_WHAT THE TASK REQUIRES_.
Format every line of the records below as a numbered list, and omit any blank lines.

__________________________________________________

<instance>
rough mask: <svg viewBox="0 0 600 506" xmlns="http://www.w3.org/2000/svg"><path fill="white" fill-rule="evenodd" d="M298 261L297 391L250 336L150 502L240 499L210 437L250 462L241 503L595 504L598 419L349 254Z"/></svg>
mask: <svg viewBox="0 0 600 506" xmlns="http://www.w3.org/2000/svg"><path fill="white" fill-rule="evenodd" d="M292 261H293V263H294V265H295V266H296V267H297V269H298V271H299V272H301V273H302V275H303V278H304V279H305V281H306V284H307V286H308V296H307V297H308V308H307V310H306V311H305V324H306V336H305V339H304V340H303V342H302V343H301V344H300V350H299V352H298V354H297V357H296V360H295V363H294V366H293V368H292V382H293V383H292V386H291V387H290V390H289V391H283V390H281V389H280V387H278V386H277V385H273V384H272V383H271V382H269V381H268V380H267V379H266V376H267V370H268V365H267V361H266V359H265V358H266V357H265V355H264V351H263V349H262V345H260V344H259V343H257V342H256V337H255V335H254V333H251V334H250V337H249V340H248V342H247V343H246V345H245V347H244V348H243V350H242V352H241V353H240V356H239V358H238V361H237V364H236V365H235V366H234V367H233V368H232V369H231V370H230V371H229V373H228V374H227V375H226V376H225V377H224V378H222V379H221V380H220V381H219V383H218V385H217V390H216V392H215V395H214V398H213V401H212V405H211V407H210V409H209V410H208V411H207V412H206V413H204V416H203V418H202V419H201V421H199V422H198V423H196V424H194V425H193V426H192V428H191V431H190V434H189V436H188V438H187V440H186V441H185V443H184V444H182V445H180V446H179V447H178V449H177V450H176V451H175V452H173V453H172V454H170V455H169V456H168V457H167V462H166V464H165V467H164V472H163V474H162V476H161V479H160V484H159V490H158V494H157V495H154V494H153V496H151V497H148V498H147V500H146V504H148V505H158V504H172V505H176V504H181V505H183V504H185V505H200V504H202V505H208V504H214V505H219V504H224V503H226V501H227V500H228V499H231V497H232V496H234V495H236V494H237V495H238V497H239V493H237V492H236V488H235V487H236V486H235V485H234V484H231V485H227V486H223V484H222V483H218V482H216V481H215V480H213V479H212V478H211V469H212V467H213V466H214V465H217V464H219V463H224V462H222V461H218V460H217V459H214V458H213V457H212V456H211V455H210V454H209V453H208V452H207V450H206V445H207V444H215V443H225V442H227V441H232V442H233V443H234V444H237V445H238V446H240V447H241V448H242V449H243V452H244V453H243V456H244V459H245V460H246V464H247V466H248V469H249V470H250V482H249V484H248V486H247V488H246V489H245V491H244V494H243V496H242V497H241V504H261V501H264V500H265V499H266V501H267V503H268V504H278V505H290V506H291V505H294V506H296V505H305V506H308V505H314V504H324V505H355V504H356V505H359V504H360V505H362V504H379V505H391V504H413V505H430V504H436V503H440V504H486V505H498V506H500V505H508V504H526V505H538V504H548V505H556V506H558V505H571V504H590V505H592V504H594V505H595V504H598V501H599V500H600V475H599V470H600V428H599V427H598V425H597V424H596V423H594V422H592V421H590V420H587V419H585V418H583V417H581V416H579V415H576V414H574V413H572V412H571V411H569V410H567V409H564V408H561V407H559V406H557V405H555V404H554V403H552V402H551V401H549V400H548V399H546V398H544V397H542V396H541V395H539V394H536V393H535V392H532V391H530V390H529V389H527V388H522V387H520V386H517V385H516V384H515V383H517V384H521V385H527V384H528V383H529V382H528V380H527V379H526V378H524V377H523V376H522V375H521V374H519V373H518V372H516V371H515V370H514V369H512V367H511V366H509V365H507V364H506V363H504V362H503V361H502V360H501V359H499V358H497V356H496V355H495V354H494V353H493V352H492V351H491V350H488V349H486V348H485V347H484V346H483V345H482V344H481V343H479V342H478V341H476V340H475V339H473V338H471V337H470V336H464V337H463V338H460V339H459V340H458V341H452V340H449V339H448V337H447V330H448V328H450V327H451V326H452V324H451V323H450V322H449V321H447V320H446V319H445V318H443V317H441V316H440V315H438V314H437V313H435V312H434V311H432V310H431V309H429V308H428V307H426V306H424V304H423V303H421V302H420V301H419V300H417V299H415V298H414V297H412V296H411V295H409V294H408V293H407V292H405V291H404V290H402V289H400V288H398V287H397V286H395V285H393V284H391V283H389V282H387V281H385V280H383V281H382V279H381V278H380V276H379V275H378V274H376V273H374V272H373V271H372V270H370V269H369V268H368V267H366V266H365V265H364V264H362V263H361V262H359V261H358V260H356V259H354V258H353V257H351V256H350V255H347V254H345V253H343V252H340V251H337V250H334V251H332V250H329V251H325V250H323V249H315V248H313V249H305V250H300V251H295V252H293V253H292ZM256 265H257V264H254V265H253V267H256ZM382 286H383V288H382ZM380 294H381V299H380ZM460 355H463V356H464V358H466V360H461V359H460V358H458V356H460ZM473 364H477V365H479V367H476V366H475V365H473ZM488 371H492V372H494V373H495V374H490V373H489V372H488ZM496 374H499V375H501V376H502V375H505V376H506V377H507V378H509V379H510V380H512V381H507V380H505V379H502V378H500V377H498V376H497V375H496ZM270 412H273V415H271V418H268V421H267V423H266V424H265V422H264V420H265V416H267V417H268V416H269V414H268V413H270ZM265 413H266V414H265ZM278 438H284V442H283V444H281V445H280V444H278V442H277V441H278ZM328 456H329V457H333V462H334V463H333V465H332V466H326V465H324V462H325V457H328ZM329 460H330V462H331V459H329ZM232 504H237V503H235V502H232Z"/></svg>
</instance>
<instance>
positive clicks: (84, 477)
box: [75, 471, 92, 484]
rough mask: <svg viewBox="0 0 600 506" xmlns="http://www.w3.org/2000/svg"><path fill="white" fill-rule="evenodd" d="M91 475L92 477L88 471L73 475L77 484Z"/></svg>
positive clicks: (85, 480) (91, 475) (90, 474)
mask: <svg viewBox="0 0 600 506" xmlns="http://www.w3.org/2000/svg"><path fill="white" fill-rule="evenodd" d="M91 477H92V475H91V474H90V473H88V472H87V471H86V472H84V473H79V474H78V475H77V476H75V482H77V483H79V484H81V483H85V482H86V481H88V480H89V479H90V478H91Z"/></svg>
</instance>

__________________________________________________

_WRITTEN REPLY_.
1. <instance>
2. rough mask: <svg viewBox="0 0 600 506" xmlns="http://www.w3.org/2000/svg"><path fill="white" fill-rule="evenodd" d="M298 261L297 391L250 336L150 502L240 499L210 437L250 462L241 503L595 504L598 419L349 254Z"/></svg>
3. mask: <svg viewBox="0 0 600 506" xmlns="http://www.w3.org/2000/svg"><path fill="white" fill-rule="evenodd" d="M292 261H293V263H294V265H295V266H296V267H297V269H298V271H299V272H301V273H302V275H303V278H304V279H305V281H306V284H307V286H308V296H307V297H308V308H307V310H306V311H305V324H306V336H305V339H304V340H303V342H302V343H301V344H300V350H299V352H298V354H297V357H296V360H295V363H294V366H293V368H292V382H293V383H292V386H291V387H290V390H289V391H283V390H281V389H280V387H278V386H277V385H273V384H272V383H271V382H269V381H268V380H267V379H266V376H267V370H268V365H267V361H266V359H265V358H266V357H265V355H264V351H263V349H262V345H260V344H259V343H257V342H256V337H255V335H254V333H251V334H250V337H249V340H248V342H247V343H246V345H245V347H244V348H243V350H242V352H241V353H240V356H239V358H238V361H237V364H236V365H235V366H234V367H233V368H232V369H231V370H230V371H229V373H228V374H227V375H226V376H225V377H224V378H222V379H221V380H220V381H219V383H218V385H217V390H216V392H215V395H214V398H213V401H212V405H211V407H210V409H209V410H208V411H207V412H206V413H204V416H203V418H202V419H201V421H199V422H198V423H196V424H194V425H193V426H192V428H191V431H190V434H189V436H188V438H187V440H186V441H185V443H184V444H182V445H180V446H179V447H178V449H177V450H176V451H175V452H173V453H172V454H170V455H169V456H168V457H167V462H166V464H165V467H164V472H163V474H162V476H161V479H160V484H159V490H158V494H157V495H154V494H153V496H151V497H148V498H147V500H146V504H148V505H158V504H172V505H176V504H181V505H183V504H185V505H200V504H202V505H208V504H214V505H219V504H224V503H226V501H227V500H228V499H231V497H232V496H234V495H236V494H237V495H238V497H239V493H237V492H236V488H235V487H236V486H235V485H234V484H231V485H227V486H223V484H222V483H218V482H216V481H215V480H213V479H212V478H211V469H212V467H213V466H214V465H217V464H219V463H224V462H222V461H218V460H217V459H214V458H213V457H212V456H211V455H210V454H209V453H208V452H207V450H206V445H207V444H215V443H225V442H227V441H232V442H233V443H234V444H237V445H238V446H240V447H241V448H242V449H243V452H244V453H243V456H244V459H245V460H246V464H247V466H248V469H249V470H250V482H249V484H248V486H247V488H246V489H245V491H244V494H243V496H242V497H241V504H261V501H264V500H265V499H266V501H267V503H268V504H278V505H290V506H291V505H294V506H296V505H305V506H308V505H314V504H324V505H355V504H356V505H359V504H360V505H362V504H379V505H391V504H413V505H430V504H436V503H440V504H486V505H498V506H500V505H508V504H526V505H538V504H548V505H556V506H558V505H571V504H590V505H592V504H594V505H595V504H598V501H599V500H600V475H599V470H600V428H599V427H598V425H597V424H596V423H594V422H592V421H590V420H587V419H585V418H583V417H581V416H579V415H576V414H574V413H572V412H571V411H569V410H567V409H564V408H561V407H559V406H557V405H555V404H554V403H552V402H551V401H549V400H548V399H546V398H544V397H542V396H541V395H539V394H536V393H535V392H532V391H530V390H529V389H527V388H522V387H520V386H517V385H516V384H515V383H517V384H521V385H527V384H528V383H529V382H528V380H527V379H526V378H524V377H523V376H522V375H521V374H519V373H518V372H516V371H515V370H514V369H512V367H511V366H509V365H507V364H506V363H504V362H503V361H502V360H501V359H499V358H497V356H496V355H495V354H494V353H493V352H492V351H491V350H488V349H486V348H485V347H484V346H483V345H482V344H481V343H479V342H478V341H476V340H475V339H473V338H471V337H470V336H464V337H463V338H460V339H459V340H458V341H452V340H449V339H448V337H447V330H448V328H450V327H451V326H452V324H451V323H450V322H449V321H447V320H446V319H445V318H443V317H441V316H440V315H438V314H437V313H435V312H434V311H432V310H431V309H429V308H428V307H426V306H424V304H423V303H421V302H420V301H419V300H417V299H415V298H414V297H412V296H411V295H409V294H408V293H407V292H405V291H404V290H402V289H400V288H398V287H397V286H395V285H393V284H391V283H389V282H387V281H385V280H383V281H382V279H381V278H380V276H379V275H378V274H376V273H374V272H373V271H372V270H370V269H369V268H368V267H366V266H365V265H364V264H362V263H361V262H359V261H358V260H356V259H354V258H353V257H351V256H350V255H347V254H345V253H343V252H340V251H337V250H334V251H332V250H329V251H325V250H323V249H315V248H313V249H305V250H300V251H295V252H293V253H292ZM256 265H257V264H254V265H253V267H256ZM382 286H383V288H382ZM380 294H381V299H380ZM460 355H463V356H464V358H466V360H461V359H460V358H458V356H460ZM473 364H477V365H479V367H476V366H475V365H473ZM488 371H492V372H494V373H495V374H490V373H489V372H488ZM496 374H499V375H501V376H502V375H505V376H506V377H507V378H509V379H510V380H512V381H507V380H505V379H502V378H500V377H498V376H497V375H496ZM270 412H273V415H271V418H268V421H267V423H266V424H265V422H264V420H265V416H267V417H268V416H269V414H268V413H270ZM265 413H266V414H265ZM278 438H284V442H283V444H281V445H280V444H278V442H277V441H278ZM328 456H329V457H333V462H334V463H333V465H332V466H326V465H324V462H325V457H328ZM329 460H330V462H331V459H329ZM232 504H237V503H235V502H232Z"/></svg>
4. </instance>
5. <instance>
6. positive clicks: (84, 477)
7. box: [75, 471, 92, 484]
8. rough mask: <svg viewBox="0 0 600 506" xmlns="http://www.w3.org/2000/svg"><path fill="white" fill-rule="evenodd" d="M91 475L92 477L88 471L73 475L77 484Z"/></svg>
9. positive clicks: (85, 480) (91, 475) (90, 474)
10. mask: <svg viewBox="0 0 600 506" xmlns="http://www.w3.org/2000/svg"><path fill="white" fill-rule="evenodd" d="M91 477H92V475H91V474H90V473H88V472H87V471H86V472H84V473H79V474H78V475H77V476H75V482H77V483H79V484H81V483H85V482H86V481H88V480H89V479H90V478H91Z"/></svg>
11. </instance>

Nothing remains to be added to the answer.